COMPLETE THE FOLLOWING —
1. Reproduce the stretch of the resting membrane potential passage from "Resting Membrane Potential (RMP) and" through "-85mV to -90mV.".
2. According to the resting membrane potential passage, how many Na+ ions does the Na+/K+ ATPase pump extrude for every 2 K+ ions?

GIVEN PASSAGE —
Resting Membrane Potential (RMP) and Nerve Physiology

• The resting membrane potential (RMP) is the electrical potential difference across the cell membrane in excitable tissues, such as nerve cells, cardiac cells, and skeletal muscle cells.
• The RMP of nerve cells is around -70mV, while that of cardiac and skeletal muscle cells is between -85mV to -90mV.

Genesis of the Resting Membrane Potential

• The RMP is due to the uneven distribution of electrolytes (Na+, K+, Cl-) inside and outside the cell membrane.
• An excess of nondiffusible protein ions and other anions inside the cell makes the inside of the nerve membrane more negative than the outside.

Role of Protein Channels and Carriers

• Two transport proteins are primarily responsible for the genesis of the RMP:
  • K+ leaky channels
  • Na+/K+ ATPase pump (an electrogenic pump that extrudes 3Na+ for every 2K+ ions, contributing a few mV to the RMP)

Development of the Resting Membrane Potential

• The RMP is developed largely due to diffusion forces, including concentration and electrical gradients for most ions across the cell membrane.
• The equilibrium potential, where the influx and efflux of Cl- are equal, is around -70mV.

Nernst Equation

• The Nernst equation is used to calculate the equilibrium potential (Em) of an ion:
  • Em = RT/F * ln([X]0 / [X]i)
  • Where R is the universal gas constant, T is the absolute temperature, F is the Faraday constant, Z is the valency of the ion, and [X]0 and [X]i are the concentrations of the ion outside and inside the cell, respectively.

Examples of Nernst Equation Calculations

• ECl- = -61 log (125/9) = -70mV
• ENa+ = +61 log (140/14) = +61 mV
• EK+ = +61 log (4/140) = -94.1 mV

SOURCE DATA —
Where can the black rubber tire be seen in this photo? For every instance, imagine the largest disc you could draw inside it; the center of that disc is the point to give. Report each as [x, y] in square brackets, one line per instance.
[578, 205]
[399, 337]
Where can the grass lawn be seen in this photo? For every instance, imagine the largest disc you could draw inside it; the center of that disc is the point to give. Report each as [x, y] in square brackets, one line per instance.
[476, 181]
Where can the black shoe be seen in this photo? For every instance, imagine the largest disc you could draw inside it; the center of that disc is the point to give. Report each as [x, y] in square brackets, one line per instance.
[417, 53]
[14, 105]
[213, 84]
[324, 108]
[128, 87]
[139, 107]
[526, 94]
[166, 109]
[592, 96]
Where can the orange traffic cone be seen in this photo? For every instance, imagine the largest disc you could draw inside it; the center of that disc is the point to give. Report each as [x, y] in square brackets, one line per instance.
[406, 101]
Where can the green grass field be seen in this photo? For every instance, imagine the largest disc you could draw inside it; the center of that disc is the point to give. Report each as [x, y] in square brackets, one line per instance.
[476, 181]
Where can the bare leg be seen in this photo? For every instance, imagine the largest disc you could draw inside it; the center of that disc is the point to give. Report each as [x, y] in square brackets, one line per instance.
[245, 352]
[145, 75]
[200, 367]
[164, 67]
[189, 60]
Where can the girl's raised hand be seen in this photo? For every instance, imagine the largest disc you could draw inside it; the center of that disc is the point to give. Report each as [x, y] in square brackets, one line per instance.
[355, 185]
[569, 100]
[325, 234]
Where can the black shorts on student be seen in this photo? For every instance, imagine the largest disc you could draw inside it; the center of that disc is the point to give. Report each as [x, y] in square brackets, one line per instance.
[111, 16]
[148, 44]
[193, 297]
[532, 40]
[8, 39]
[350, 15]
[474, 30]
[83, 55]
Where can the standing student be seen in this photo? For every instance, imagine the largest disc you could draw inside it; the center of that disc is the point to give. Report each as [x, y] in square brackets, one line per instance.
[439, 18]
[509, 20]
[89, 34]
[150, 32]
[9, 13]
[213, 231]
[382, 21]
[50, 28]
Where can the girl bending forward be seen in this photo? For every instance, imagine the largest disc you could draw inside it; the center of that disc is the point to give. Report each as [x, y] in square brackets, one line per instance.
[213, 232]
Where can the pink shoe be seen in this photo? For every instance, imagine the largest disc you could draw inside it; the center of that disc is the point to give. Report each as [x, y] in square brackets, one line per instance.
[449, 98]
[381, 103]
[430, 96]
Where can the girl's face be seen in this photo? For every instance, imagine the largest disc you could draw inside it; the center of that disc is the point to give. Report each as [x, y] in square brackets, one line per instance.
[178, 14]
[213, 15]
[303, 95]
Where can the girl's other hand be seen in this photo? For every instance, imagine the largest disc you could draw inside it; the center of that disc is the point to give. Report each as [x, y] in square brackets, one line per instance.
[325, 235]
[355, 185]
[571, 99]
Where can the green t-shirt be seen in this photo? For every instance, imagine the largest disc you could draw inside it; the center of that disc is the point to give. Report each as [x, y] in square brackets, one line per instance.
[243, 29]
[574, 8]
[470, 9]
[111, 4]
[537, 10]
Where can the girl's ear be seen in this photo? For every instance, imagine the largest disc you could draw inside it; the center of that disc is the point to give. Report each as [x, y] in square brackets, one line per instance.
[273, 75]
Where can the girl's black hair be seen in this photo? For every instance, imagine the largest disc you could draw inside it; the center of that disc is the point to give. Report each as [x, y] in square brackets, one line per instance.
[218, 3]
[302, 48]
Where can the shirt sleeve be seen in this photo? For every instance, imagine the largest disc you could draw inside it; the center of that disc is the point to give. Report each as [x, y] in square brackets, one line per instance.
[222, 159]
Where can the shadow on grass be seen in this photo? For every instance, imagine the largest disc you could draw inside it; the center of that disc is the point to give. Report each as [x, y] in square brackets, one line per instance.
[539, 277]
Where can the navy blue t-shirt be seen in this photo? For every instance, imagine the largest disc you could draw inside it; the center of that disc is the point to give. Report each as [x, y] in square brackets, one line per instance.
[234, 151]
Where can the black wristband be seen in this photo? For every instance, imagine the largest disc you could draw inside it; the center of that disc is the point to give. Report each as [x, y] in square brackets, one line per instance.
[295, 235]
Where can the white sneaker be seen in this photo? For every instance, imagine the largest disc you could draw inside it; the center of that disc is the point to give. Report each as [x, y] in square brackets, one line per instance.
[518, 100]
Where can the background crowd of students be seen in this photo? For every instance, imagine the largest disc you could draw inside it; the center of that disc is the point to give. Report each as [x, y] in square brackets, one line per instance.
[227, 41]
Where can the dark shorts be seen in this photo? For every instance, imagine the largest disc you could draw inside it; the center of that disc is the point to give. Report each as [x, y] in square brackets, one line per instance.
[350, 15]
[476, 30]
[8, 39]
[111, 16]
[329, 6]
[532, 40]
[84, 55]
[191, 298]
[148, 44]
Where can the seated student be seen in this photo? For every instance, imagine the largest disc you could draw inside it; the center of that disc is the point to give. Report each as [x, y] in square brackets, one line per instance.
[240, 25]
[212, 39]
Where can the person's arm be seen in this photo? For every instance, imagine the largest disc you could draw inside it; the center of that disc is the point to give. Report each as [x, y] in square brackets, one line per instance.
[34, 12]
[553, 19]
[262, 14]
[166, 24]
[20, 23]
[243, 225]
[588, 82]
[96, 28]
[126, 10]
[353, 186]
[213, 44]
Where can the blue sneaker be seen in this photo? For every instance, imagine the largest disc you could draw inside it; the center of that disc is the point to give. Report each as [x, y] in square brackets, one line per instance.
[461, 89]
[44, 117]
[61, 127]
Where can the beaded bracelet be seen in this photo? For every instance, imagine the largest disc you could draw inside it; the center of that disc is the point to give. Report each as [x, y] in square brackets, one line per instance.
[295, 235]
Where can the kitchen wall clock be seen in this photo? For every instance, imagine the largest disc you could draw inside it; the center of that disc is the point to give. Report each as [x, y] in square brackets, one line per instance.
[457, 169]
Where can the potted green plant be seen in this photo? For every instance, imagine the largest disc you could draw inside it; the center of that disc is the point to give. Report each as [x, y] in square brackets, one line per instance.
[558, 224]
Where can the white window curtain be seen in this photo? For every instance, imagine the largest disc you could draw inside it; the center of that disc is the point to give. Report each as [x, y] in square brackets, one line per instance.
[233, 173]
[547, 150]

SOLUTIONS TO THE TASKS —
1.
Resting Membrane Potential (RMP) and Nerve Physiology

• The resting membrane potential (RMP) is the electrical potential difference across the cell membrane in excitable tissues, such as nerve cells, cardiac cells, and skeletal muscle cells.
• The RMP of nerve cells is around -70mV, while that of cardiac and skeletal muscle cells is between -85mV to -90mV.

2. 3 Na+ ions.